What you should do: Scan the material below for lines with the word "eyebrow" and report how many there are, with nothing added.

Exercise input:
◆ ◆ ◆
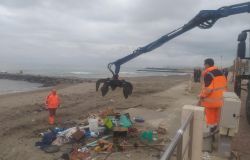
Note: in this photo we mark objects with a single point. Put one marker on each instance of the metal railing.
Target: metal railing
(177, 141)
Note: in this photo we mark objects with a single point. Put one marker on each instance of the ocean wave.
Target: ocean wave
(79, 73)
(128, 73)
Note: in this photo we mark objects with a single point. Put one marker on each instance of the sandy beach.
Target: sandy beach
(22, 115)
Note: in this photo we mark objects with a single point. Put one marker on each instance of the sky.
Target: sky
(88, 34)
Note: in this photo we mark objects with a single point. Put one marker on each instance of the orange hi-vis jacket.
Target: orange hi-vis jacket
(53, 101)
(211, 95)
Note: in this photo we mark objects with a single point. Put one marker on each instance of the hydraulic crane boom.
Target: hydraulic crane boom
(205, 19)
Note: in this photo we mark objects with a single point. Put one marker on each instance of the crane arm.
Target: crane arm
(205, 19)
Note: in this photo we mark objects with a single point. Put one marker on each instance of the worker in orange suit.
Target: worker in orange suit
(211, 96)
(52, 103)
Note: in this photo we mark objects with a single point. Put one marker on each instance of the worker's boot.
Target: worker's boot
(51, 120)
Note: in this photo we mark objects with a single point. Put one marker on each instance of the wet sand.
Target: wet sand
(22, 115)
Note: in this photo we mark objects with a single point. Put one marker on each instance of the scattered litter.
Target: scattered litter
(138, 119)
(51, 149)
(108, 133)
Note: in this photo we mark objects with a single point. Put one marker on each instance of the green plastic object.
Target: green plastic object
(147, 135)
(108, 123)
(125, 122)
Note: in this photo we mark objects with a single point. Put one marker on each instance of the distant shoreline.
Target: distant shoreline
(46, 81)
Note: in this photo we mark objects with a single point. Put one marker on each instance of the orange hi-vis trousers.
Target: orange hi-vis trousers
(52, 114)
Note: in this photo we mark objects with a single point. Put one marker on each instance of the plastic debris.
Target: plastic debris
(138, 119)
(125, 121)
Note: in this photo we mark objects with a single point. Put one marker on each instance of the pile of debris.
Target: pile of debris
(104, 134)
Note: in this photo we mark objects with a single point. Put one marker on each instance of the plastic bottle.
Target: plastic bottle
(93, 124)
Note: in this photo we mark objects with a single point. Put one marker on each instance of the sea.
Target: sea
(13, 86)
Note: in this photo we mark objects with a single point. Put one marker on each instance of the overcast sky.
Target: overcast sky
(88, 34)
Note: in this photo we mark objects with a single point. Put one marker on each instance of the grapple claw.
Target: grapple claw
(113, 84)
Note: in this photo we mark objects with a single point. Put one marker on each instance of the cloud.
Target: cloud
(90, 34)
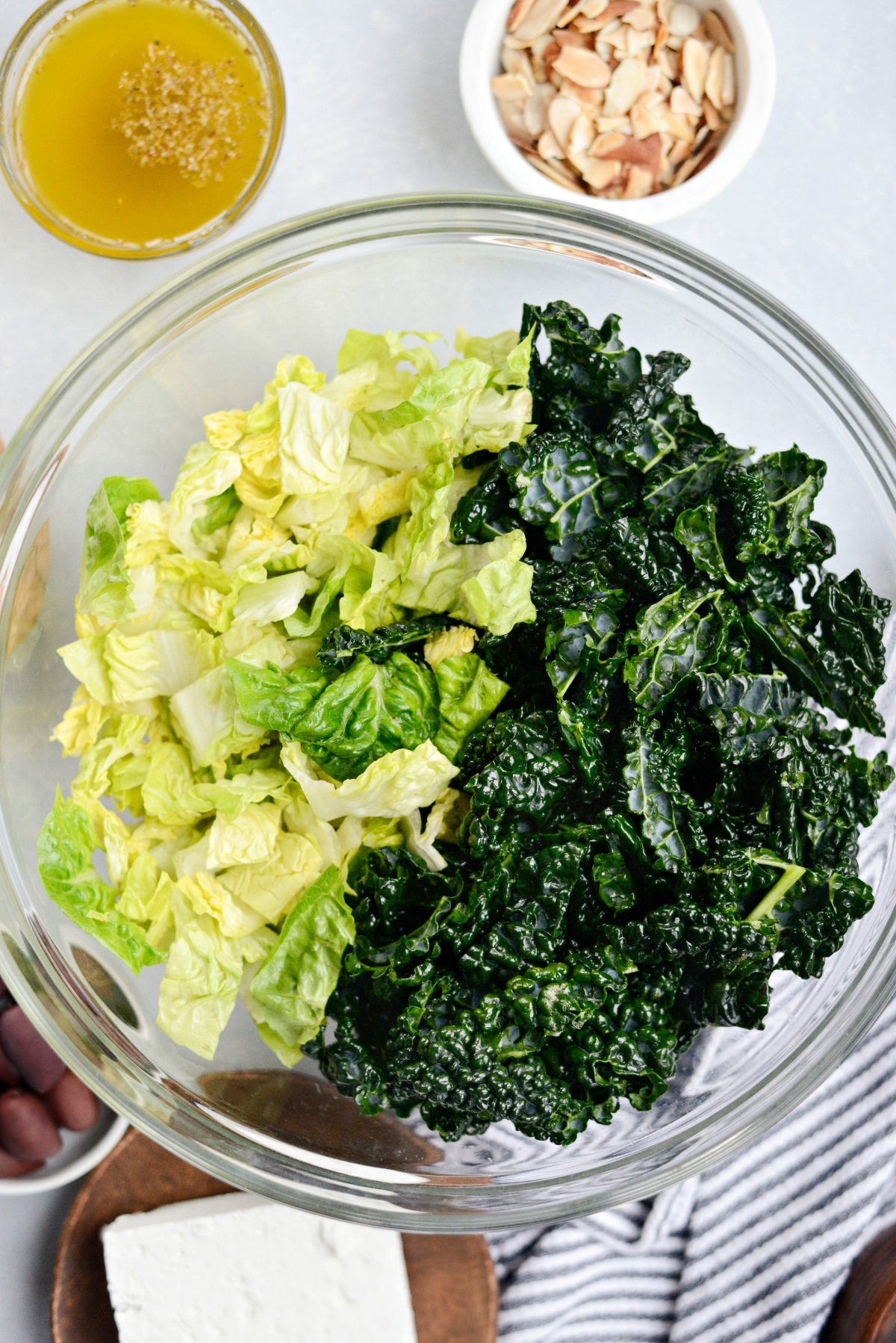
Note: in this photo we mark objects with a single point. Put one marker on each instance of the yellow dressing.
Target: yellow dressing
(72, 109)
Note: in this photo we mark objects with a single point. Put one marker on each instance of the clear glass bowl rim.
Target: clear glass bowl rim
(13, 67)
(74, 1025)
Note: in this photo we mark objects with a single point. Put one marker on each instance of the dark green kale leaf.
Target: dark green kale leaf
(750, 711)
(588, 371)
(343, 644)
(556, 483)
(682, 631)
(660, 813)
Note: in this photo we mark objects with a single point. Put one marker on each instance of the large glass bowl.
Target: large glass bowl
(132, 403)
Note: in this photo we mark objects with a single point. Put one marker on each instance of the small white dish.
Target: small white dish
(755, 65)
(80, 1154)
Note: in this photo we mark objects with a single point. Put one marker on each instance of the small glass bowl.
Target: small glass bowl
(13, 70)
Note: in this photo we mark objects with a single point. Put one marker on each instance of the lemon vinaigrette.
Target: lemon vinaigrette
(143, 122)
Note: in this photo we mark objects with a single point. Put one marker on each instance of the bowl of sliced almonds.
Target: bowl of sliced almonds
(637, 108)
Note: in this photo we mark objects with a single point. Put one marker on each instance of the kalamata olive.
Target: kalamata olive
(26, 1129)
(72, 1104)
(13, 1167)
(8, 1075)
(28, 1052)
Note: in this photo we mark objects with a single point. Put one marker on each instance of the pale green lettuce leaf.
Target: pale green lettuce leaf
(488, 585)
(391, 786)
(156, 663)
(314, 441)
(66, 845)
(435, 414)
(84, 658)
(273, 887)
(121, 740)
(104, 578)
(202, 977)
(367, 712)
(292, 986)
(81, 723)
(207, 471)
(497, 419)
(276, 599)
(146, 899)
(208, 896)
(250, 837)
(469, 695)
(208, 720)
(505, 353)
(421, 840)
(273, 698)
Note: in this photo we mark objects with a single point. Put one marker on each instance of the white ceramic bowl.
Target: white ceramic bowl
(80, 1154)
(755, 63)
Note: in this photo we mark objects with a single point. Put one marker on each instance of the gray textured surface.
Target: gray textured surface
(374, 109)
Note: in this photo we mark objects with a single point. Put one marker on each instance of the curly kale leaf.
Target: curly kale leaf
(556, 483)
(660, 813)
(750, 712)
(343, 644)
(673, 637)
(588, 370)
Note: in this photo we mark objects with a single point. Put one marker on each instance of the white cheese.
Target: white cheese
(238, 1270)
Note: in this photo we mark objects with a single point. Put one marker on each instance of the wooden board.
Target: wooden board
(452, 1277)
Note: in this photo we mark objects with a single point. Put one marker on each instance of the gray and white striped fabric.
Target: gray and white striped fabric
(755, 1250)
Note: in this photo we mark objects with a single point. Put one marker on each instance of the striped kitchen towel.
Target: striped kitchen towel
(751, 1252)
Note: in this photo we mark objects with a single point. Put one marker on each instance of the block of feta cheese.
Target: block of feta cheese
(238, 1268)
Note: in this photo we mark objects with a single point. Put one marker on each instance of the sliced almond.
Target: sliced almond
(601, 173)
(715, 77)
(682, 102)
(647, 153)
(677, 126)
(695, 62)
(548, 55)
(591, 99)
(561, 114)
(615, 125)
(711, 116)
(555, 170)
(509, 87)
(668, 62)
(517, 13)
(570, 38)
(682, 20)
(680, 151)
(641, 19)
(642, 122)
(625, 86)
(716, 30)
(535, 113)
(640, 183)
(691, 166)
(609, 146)
(729, 82)
(539, 19)
(581, 137)
(640, 42)
(585, 67)
(548, 146)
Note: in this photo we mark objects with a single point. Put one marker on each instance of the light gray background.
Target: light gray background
(374, 109)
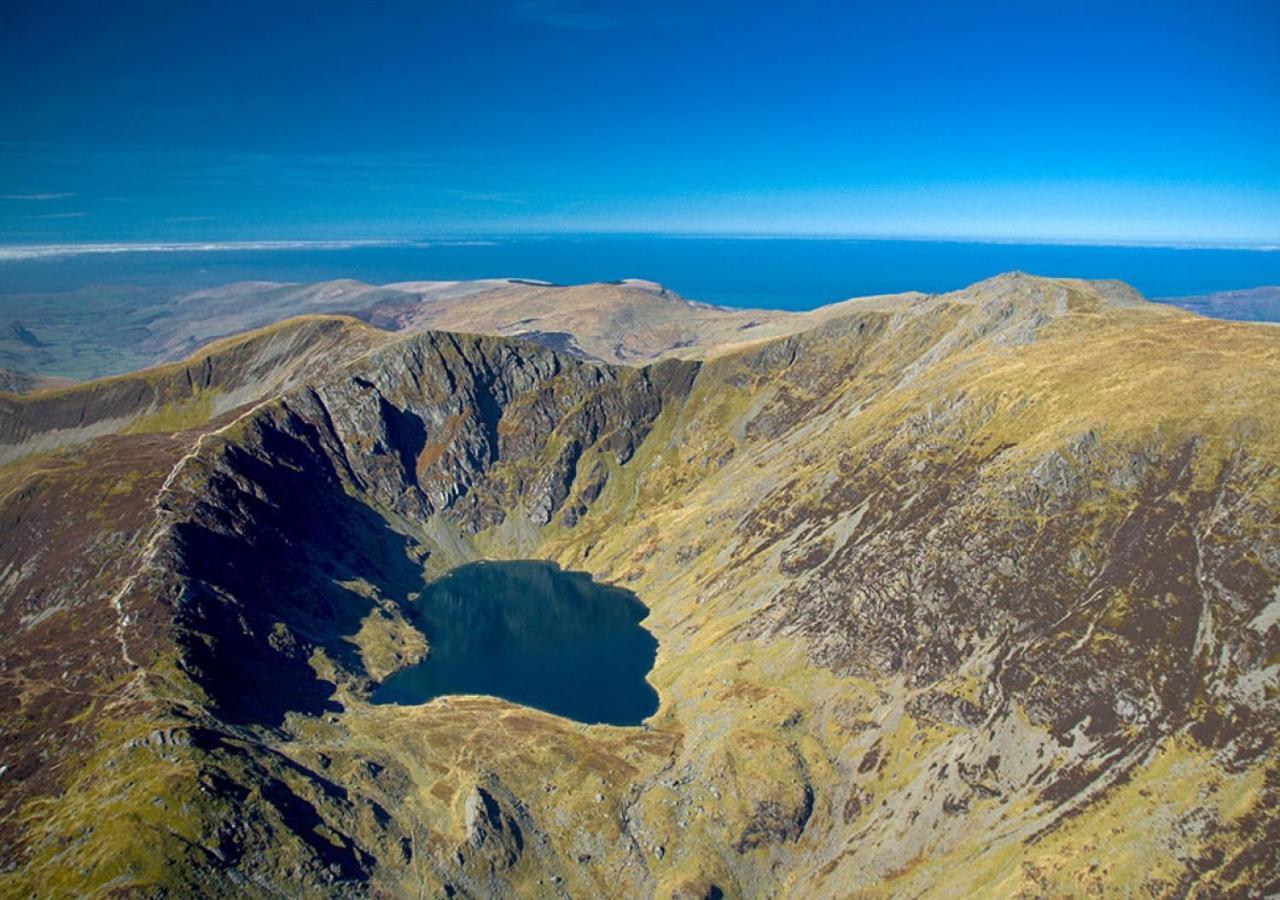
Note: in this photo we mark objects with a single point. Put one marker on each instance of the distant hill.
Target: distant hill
(973, 594)
(1252, 305)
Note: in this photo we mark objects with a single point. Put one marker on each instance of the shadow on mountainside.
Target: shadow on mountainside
(268, 554)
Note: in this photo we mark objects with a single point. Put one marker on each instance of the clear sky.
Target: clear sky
(274, 120)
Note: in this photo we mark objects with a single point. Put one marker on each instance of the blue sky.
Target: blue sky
(282, 120)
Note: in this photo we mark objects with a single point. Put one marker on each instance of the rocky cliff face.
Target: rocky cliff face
(960, 594)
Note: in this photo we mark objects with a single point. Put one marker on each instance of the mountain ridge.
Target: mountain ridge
(947, 590)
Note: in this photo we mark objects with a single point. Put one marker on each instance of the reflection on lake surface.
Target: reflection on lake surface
(533, 634)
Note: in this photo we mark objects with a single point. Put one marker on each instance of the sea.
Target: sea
(777, 273)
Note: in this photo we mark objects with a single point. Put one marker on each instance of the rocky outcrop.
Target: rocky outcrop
(970, 594)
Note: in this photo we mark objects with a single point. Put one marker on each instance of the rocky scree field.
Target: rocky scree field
(963, 594)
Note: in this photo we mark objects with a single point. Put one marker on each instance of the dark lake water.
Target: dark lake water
(533, 634)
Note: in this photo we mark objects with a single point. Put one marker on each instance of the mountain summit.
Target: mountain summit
(973, 593)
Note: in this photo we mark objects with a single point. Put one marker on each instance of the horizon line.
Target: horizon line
(16, 252)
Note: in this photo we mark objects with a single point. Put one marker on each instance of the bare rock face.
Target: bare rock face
(490, 831)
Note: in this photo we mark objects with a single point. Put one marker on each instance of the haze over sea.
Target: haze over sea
(781, 273)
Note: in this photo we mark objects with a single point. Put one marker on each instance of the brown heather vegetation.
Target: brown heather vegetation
(972, 594)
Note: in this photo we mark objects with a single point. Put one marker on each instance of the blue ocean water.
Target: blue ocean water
(781, 273)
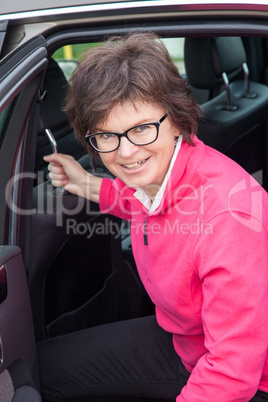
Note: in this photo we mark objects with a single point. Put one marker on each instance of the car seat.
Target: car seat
(235, 112)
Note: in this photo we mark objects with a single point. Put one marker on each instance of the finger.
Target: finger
(56, 176)
(55, 169)
(59, 183)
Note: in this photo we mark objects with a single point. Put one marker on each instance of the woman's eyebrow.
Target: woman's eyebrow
◆ ◆ ◆
Solution to this task: 2